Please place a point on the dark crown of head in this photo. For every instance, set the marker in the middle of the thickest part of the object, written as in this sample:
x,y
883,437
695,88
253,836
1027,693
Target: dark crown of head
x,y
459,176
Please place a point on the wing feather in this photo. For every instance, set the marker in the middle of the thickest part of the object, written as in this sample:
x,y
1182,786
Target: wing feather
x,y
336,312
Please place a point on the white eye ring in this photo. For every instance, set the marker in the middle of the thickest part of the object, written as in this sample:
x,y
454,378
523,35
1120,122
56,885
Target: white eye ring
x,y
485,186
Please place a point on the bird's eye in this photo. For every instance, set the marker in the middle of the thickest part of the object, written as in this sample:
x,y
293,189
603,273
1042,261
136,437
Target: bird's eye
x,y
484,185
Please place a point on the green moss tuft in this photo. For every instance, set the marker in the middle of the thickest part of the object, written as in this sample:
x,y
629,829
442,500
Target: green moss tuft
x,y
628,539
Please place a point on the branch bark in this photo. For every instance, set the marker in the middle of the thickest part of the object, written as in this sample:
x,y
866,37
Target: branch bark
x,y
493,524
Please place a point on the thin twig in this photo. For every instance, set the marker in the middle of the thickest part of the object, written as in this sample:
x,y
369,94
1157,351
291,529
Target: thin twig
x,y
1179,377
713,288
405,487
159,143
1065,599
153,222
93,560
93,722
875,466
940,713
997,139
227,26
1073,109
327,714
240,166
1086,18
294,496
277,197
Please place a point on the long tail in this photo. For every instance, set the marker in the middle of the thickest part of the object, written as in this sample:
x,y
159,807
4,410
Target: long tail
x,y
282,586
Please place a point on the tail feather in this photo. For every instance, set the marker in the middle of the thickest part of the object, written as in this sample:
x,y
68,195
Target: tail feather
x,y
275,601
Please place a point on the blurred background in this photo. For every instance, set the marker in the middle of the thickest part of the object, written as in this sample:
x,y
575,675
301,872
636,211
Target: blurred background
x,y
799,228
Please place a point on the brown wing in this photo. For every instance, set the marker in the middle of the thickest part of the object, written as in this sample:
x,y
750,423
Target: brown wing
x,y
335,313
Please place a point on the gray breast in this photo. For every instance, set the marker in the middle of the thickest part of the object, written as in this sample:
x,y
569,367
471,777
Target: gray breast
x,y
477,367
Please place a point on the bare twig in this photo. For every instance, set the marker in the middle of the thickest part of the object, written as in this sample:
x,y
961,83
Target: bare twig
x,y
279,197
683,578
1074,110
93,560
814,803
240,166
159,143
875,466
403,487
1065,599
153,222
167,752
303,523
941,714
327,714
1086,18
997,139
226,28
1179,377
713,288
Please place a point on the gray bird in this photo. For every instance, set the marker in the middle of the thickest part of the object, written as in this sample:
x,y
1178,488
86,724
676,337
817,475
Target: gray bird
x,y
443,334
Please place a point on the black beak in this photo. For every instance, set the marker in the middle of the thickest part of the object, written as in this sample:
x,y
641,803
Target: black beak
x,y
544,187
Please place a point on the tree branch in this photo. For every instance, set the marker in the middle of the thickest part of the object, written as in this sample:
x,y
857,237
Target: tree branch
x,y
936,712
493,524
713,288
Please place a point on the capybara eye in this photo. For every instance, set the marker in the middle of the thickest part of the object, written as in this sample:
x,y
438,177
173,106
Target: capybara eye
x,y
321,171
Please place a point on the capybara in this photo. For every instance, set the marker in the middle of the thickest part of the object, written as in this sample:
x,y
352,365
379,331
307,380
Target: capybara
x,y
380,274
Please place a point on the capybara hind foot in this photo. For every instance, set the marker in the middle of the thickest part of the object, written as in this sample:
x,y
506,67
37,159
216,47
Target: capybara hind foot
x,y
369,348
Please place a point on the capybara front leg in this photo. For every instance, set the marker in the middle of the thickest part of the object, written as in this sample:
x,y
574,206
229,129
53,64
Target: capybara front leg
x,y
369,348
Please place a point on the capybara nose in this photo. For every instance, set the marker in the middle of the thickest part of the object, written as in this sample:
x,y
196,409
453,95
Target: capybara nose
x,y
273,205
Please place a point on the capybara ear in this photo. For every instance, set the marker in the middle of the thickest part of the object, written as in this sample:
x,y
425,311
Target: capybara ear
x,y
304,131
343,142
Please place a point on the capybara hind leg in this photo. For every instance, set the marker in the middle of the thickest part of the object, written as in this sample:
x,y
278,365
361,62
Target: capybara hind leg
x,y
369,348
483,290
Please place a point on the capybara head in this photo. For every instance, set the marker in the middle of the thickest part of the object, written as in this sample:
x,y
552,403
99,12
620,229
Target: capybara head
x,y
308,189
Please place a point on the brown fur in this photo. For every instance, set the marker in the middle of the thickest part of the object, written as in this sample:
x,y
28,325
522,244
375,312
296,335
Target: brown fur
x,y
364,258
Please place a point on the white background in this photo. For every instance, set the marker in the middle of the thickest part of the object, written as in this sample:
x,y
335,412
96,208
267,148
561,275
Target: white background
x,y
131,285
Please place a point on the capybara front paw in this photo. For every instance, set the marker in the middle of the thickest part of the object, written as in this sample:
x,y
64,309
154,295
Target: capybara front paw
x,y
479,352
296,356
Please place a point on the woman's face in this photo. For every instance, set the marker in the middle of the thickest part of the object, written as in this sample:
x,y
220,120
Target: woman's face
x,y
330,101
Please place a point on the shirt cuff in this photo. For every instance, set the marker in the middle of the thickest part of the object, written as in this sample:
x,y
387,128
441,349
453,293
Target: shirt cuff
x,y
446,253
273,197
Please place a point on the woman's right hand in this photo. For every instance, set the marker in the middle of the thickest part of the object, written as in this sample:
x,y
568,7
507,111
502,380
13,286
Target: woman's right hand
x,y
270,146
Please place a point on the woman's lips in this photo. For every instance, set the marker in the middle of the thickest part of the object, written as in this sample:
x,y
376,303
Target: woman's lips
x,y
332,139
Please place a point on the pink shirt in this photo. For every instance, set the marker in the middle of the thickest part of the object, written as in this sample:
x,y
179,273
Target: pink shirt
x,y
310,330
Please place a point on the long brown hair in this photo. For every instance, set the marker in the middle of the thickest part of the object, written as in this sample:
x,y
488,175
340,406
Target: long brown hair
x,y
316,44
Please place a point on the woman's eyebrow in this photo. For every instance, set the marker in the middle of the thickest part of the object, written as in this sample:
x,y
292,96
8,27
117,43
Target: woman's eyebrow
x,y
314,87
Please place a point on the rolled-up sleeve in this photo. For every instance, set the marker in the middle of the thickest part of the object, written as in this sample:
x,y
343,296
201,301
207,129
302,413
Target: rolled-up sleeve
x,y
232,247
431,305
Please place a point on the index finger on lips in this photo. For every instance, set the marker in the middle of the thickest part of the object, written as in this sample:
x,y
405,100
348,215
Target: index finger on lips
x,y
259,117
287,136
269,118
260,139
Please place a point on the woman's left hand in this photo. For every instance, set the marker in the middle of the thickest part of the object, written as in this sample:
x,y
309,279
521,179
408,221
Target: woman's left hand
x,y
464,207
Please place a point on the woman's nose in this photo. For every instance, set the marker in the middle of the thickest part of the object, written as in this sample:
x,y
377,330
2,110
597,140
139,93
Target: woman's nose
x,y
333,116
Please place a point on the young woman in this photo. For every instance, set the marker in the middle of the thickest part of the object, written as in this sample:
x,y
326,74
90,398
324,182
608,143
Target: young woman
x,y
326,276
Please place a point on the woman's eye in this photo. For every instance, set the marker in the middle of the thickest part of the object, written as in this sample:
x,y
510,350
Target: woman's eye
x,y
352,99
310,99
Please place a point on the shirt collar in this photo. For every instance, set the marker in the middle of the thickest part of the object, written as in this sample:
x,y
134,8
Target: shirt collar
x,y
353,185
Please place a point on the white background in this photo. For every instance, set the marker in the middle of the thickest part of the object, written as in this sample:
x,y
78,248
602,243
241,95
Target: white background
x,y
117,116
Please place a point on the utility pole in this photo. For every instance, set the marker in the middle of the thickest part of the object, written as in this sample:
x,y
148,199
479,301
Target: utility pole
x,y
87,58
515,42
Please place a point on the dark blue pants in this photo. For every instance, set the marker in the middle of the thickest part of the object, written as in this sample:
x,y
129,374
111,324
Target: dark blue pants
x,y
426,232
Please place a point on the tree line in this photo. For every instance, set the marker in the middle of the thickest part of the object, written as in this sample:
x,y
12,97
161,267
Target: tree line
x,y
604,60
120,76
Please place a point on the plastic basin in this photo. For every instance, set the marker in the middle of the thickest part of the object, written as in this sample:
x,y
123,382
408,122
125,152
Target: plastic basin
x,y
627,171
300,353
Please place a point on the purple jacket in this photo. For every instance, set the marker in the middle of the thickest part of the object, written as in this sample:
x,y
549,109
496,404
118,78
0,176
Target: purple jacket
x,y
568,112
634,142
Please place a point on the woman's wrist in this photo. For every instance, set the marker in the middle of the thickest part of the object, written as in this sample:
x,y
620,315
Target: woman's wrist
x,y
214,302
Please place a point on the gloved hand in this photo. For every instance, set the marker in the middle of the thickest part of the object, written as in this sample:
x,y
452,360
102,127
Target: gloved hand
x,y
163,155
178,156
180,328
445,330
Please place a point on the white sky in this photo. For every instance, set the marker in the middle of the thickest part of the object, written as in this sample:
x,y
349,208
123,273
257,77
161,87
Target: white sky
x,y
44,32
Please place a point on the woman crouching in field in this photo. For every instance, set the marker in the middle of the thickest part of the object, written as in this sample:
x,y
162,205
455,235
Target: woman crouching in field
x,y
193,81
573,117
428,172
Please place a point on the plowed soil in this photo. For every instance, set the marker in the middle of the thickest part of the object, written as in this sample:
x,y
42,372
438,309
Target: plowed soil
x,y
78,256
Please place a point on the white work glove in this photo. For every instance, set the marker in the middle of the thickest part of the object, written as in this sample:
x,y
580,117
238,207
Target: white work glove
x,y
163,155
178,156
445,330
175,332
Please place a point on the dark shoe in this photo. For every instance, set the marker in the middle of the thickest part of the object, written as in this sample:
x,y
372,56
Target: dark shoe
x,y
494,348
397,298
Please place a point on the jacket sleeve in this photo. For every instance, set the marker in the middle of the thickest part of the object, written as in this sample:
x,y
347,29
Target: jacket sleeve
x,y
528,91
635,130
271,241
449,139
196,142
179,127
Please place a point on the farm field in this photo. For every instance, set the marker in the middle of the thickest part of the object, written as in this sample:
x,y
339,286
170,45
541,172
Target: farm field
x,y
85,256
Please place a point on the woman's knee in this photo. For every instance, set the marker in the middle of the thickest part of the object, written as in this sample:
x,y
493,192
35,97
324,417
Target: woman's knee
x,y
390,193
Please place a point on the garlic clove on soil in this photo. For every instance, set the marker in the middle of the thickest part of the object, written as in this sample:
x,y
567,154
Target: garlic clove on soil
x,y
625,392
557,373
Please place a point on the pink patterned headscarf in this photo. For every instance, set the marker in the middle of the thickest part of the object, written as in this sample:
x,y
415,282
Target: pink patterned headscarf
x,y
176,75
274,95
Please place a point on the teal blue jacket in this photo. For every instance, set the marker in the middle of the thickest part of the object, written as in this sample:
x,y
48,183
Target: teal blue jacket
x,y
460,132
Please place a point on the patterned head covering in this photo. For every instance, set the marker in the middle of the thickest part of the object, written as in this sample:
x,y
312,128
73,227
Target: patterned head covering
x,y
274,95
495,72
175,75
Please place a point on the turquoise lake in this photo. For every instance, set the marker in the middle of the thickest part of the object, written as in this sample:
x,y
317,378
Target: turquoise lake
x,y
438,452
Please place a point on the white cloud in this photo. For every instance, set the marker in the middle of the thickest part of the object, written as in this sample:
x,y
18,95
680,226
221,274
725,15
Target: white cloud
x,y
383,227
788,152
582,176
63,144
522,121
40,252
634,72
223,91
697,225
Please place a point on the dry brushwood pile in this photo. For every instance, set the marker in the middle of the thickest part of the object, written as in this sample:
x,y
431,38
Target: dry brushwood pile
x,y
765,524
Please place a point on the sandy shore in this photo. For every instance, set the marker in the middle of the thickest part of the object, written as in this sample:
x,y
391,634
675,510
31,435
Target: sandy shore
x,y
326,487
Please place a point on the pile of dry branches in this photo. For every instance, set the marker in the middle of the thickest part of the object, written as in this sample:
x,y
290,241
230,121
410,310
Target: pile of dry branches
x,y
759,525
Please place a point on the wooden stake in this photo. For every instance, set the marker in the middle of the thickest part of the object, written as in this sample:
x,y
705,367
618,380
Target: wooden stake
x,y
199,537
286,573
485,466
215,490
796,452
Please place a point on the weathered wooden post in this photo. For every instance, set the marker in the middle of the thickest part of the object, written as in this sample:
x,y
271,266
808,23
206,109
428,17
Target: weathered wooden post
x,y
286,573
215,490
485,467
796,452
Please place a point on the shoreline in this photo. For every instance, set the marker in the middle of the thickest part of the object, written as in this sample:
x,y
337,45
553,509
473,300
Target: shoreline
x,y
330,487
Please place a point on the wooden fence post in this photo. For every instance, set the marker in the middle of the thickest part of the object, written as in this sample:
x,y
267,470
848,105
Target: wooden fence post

*Set task:* Reproduce exactly the line that holds "Please place a point on the wooden stake", then every line after it, ending with the final line of the records above.

*Exercise response:*
Please place a point on the wooden stake in this photo. For every instance, set the marker in the middle of the thickest part of the object, written as in this sample:
x,y
705,367
618,380
Target: wooden stake
x,y
199,537
286,573
485,466
215,490
796,452
Please place a point on the weathered wooden post in this photo. For every instance, set the marker in the middle of the thickest part of the object, written as in this sample:
x,y
271,266
808,23
206,109
428,17
Target: weathered wooden post
x,y
286,573
215,490
485,467
796,452
Please place a point on the shoreline in this photo. For every instance, set the marker in the middle of the thickest part of the object, written as in this sample:
x,y
337,45
553,509
473,300
Target: shoreline
x,y
330,487
Please place a point on the wooden fence post in this photo. For every instance, set the marker in the middle of the thickest part of the object, written as in this sample:
x,y
267,470
848,105
Target: wooden fence post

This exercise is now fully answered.